*EXERCISE:* Drawing on the page on trophic levels and groups below, explain in one to three sentences why food chains tend to have relatively few links.

*PROVIDED TEXT:*

Palaeos Palaeos Ecology
Life Trophic Levels and Groups


   Evolution
   Paleontology

Ecology: Trophic Levels and Groups



This page briefly covers a few basic concepts about trophic (= feeding) interactions between organisms and lists some typical trophic positions in the food chain.

Trophic Levels: an introduction to food chains and food webs.

Trophic Groups: a list of typical trophic "jobs" in an ecosystem.


Trophic Levels

trophic levels the food chain

Trophic means eating. Life is the result of the exchange of energy, which - except for the primary producers, (autotrophs - manufacture own food) has to come from consuming other living or dead organisms or organic matter (heterotrophs - derive food from elsewhere). The result, especially when heterotrophs are preyed upon by other heterotrophs, is a food chain. Energy flows through the system from the primary producers through a chain of consumers. Because energy loss can be anywhere from 20 to 90% per successive link or level in the chain, food chains tend to have relatively few links.

At the bottom of the food chain are humble organisms like green plants and photosynthetic algae (or, during the Archean era, when the atmosphere contained little or no free oxygen, anaerobic prokaryotes). Feeding on them are microscopic and macroscopic herbivores, with carnivores preying on them. At the top of any food-chain is the most charismatic creature, the animal that eats others but is not itself preyed upon, the dominant or top predator, sometimes called the superpredator, the lord of all it surveys. Quaternary examples include in today's world the Great White Shark (Carcharodon) and Killer Whale (Orca), the big cats and great bears. Today, man is the real superpredator predator of the Quaternary epoch. In the Mesozoic top predators included the biggest theropod dinosaurs on land, and pliosaurs and mosasaurs in the seas. During the Cambrian period, some 530 million years ago, the top predator was a 60 cm long monster called Anomalocaris, that terrorized the seas for millions of years. Life is ever changing.

At each level of the food chain, organisms compete for food and resources. Based on their mode of feeding, they can be referred to one or more of a dozen or so Trophic Groups. Representatives of each group can further be characterized in terms of guilds. MAK990706


Reference: Benchley and Harper 1998

Trophic Groups

Organisms, based on their mode of feeding, can be referred to a small number of trophic groups:

Primary Producers - produce food from sunlight (photosynthesis) or chemical reactions (plants, photosynthetic and chemautotropic bacteria)

Herbivores - feed on living plants. They include

Frugivore - feeds on fruit only

Nectivore - feeds on nectar or pollen - e.g. hummingbird

Carnivores (Predators) - capture, kill, dismember (usually), and feed on live prey.

Subdivisions include:


Omnivore - feeds on animals or plants, generally anything it can find

Scavengers - consume dead and/or partially decayed organisms. Most tetrapod predators will also scavenge (generally easier than tackling a live and fighting prey)

*STORED DATA:*
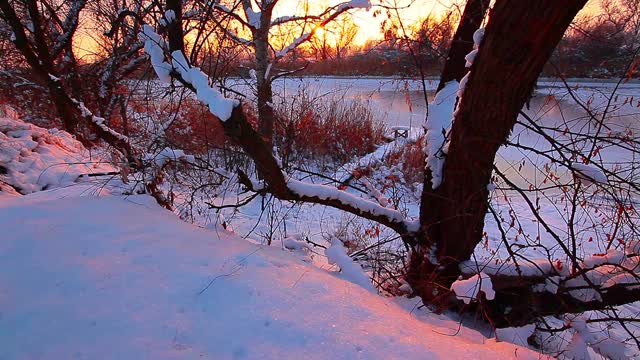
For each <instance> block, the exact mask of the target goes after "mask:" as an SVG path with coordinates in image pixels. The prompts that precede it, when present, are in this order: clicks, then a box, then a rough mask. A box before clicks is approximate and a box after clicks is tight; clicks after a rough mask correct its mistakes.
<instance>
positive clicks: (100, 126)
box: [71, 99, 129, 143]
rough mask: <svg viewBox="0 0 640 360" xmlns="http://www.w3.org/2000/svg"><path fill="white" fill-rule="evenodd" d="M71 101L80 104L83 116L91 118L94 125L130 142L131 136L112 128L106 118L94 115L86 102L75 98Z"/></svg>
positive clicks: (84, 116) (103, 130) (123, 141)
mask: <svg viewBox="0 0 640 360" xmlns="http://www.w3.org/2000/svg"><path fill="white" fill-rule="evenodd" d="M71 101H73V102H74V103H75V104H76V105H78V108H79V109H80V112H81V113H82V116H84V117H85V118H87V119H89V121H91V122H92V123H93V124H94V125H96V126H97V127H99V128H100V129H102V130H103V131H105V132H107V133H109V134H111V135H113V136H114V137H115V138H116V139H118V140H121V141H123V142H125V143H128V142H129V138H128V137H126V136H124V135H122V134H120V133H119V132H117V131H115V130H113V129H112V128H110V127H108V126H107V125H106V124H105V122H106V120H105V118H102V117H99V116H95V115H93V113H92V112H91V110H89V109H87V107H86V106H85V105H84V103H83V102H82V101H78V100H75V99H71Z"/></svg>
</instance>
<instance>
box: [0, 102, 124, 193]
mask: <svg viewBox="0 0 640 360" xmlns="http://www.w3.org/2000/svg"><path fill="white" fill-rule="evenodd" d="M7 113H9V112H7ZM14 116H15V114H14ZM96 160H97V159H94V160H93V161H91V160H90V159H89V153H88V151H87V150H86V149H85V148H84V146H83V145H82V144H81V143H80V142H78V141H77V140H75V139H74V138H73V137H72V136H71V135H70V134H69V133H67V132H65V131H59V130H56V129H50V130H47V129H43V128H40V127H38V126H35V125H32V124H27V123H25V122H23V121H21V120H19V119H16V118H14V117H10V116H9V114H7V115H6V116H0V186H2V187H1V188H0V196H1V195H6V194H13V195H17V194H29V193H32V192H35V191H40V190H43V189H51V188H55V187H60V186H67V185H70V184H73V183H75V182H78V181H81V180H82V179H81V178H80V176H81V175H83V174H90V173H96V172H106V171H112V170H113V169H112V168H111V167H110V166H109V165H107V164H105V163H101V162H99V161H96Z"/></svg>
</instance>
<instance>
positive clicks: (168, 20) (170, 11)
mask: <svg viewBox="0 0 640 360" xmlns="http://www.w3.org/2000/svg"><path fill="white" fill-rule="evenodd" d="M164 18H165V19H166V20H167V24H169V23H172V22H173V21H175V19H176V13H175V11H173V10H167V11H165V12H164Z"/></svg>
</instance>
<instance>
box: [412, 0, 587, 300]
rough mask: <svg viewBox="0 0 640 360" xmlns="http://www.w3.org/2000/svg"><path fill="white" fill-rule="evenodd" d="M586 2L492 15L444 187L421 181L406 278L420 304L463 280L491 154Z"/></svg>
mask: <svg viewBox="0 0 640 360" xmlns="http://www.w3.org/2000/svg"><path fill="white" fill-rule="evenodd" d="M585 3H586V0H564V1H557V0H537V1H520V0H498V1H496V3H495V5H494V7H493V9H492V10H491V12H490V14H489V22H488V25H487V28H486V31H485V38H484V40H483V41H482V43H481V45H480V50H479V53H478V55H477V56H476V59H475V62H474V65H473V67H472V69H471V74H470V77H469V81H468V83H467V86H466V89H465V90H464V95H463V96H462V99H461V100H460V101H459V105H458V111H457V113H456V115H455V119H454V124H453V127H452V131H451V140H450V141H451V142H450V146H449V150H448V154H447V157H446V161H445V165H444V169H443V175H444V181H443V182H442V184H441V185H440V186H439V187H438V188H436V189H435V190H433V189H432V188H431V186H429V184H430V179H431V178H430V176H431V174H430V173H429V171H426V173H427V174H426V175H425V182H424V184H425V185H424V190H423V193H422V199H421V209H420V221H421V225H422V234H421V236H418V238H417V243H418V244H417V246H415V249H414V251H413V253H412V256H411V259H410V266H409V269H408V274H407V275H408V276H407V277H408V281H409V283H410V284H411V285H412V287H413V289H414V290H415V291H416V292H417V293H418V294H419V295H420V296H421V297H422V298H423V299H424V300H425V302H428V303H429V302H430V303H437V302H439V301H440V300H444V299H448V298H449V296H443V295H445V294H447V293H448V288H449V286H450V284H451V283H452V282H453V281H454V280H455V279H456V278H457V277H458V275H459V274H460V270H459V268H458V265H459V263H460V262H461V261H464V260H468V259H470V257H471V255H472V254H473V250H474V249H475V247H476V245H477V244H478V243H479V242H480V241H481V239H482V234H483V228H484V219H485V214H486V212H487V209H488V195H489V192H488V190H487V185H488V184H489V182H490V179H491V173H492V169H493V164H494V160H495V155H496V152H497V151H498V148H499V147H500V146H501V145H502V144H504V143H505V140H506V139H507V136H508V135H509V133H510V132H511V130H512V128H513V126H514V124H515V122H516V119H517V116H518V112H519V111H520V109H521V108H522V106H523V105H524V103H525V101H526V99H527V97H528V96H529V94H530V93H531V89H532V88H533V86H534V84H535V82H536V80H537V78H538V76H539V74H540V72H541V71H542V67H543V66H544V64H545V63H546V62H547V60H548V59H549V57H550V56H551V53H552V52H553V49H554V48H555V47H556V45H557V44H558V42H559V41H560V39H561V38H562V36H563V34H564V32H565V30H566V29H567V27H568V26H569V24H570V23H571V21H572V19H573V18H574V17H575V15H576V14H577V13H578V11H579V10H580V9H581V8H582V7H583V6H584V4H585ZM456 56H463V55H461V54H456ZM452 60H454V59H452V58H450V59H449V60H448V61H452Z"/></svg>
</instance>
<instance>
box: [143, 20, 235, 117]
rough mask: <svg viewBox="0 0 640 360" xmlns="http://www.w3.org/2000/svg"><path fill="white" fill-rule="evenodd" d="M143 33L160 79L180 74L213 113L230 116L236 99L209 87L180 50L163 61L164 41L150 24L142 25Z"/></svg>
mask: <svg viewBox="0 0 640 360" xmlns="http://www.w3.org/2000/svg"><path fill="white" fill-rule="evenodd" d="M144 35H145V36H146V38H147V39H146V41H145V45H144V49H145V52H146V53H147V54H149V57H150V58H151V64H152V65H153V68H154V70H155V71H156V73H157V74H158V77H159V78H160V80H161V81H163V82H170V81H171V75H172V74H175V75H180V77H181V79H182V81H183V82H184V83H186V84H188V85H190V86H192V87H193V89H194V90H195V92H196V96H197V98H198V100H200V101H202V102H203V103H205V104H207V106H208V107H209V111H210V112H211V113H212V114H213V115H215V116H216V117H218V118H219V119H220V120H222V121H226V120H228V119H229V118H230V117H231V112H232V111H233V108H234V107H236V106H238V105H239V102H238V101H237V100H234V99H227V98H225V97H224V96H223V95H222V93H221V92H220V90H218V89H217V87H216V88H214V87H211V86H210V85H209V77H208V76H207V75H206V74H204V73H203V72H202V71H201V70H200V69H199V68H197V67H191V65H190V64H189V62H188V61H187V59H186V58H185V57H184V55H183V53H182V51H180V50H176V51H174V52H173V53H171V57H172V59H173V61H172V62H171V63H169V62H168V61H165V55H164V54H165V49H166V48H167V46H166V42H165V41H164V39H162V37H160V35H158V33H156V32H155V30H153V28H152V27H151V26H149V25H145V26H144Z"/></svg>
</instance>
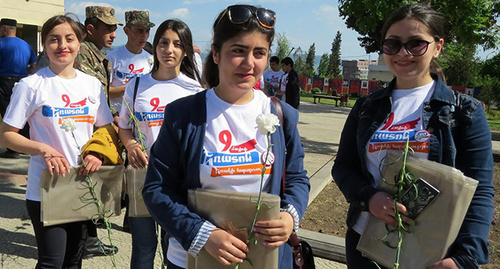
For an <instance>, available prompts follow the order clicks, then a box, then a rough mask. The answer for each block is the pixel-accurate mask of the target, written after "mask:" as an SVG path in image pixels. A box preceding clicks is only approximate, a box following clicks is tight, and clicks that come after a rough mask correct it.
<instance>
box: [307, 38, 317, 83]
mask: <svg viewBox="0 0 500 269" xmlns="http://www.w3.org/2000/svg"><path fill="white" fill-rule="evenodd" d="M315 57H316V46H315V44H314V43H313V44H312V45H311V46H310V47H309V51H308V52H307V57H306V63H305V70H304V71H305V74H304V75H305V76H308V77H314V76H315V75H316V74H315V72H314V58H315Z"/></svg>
--
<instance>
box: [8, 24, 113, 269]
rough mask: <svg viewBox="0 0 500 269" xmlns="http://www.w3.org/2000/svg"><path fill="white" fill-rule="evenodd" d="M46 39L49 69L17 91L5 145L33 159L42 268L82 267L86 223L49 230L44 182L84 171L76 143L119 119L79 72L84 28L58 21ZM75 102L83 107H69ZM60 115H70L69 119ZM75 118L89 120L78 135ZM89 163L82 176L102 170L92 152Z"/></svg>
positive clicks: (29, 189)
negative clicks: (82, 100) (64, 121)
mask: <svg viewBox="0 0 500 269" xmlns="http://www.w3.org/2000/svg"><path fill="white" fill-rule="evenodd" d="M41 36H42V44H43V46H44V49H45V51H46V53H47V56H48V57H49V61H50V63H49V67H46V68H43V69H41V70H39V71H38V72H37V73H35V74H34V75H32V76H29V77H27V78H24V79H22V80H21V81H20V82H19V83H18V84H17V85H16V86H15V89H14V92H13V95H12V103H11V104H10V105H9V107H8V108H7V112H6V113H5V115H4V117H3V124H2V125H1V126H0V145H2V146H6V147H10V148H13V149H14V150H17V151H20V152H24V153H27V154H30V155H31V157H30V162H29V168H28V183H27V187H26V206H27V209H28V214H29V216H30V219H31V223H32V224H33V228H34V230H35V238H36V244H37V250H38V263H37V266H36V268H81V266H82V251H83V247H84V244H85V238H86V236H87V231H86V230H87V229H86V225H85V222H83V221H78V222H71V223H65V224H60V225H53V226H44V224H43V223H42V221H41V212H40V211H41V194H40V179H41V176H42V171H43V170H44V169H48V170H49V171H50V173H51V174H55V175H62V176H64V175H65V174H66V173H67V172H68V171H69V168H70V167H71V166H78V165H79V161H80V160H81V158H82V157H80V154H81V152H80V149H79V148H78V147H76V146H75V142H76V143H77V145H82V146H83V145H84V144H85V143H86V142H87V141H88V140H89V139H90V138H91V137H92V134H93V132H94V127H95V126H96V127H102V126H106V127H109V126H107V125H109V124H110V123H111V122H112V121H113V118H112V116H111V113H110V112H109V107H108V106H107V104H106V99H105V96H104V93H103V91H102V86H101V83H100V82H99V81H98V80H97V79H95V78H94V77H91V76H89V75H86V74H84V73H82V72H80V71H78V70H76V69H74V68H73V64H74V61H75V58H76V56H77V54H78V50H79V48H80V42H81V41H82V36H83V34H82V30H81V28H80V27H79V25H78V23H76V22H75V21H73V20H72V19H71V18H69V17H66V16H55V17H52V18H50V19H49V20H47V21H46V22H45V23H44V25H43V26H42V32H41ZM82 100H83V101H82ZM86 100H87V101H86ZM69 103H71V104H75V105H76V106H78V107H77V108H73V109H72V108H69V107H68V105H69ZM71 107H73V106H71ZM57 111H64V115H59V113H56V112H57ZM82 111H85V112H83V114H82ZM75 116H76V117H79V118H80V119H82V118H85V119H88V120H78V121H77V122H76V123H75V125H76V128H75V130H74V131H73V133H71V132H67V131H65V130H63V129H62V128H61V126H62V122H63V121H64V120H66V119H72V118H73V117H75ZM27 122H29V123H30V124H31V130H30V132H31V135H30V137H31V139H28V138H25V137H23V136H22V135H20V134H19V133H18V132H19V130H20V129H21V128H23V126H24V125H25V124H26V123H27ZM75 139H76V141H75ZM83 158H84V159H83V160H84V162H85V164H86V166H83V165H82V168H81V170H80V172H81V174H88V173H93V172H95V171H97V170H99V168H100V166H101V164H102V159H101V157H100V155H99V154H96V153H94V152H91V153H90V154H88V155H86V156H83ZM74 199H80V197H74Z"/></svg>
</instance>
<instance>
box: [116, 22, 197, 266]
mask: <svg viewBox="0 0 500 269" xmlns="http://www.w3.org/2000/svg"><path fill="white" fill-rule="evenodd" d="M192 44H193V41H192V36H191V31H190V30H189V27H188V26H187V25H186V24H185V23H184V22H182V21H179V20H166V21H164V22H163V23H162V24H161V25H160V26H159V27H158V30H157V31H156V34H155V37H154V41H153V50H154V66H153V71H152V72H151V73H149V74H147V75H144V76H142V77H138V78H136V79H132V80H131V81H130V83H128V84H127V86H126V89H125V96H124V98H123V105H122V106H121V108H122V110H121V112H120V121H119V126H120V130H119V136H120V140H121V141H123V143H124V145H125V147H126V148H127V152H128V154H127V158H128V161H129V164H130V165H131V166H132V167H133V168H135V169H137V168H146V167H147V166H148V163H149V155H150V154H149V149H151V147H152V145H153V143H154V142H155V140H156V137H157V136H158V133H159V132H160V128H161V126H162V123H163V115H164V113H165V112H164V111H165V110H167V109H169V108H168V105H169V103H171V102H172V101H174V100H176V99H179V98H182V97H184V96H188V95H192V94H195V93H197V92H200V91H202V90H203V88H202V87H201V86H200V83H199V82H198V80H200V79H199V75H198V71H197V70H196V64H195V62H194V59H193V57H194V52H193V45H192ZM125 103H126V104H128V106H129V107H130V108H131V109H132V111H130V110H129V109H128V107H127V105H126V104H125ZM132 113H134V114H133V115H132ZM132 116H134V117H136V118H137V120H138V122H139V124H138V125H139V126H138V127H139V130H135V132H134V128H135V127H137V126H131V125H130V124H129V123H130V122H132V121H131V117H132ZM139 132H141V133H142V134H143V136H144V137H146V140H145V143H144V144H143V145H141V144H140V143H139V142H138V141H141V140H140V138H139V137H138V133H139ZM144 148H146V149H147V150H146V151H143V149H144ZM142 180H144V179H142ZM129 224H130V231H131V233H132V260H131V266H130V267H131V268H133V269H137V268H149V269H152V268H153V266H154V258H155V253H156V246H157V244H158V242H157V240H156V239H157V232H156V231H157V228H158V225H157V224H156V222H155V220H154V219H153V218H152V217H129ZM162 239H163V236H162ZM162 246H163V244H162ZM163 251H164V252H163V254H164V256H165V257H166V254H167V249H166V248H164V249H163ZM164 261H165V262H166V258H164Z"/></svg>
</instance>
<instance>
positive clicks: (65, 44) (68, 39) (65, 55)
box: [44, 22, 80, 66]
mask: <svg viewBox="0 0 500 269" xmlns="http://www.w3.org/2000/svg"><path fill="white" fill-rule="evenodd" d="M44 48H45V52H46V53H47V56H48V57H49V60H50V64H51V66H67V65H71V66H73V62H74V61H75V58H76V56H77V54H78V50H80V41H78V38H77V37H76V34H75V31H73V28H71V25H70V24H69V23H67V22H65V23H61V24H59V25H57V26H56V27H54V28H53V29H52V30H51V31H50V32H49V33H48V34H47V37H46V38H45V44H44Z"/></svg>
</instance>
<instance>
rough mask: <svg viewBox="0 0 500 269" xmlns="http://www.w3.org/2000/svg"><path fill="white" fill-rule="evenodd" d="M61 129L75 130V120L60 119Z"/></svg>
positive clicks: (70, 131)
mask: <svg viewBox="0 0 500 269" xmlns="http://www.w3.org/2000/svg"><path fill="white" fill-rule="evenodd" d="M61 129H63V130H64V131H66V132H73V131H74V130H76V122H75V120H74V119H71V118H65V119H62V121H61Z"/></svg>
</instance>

*RESULT:* Energy flows through a food chain from the primary producers through a series of consumers. Anywhere from 20 to 90% of that energy can be lost at each successive link or level. Because so much energy is lost at every step, food chains tend to have relatively few links.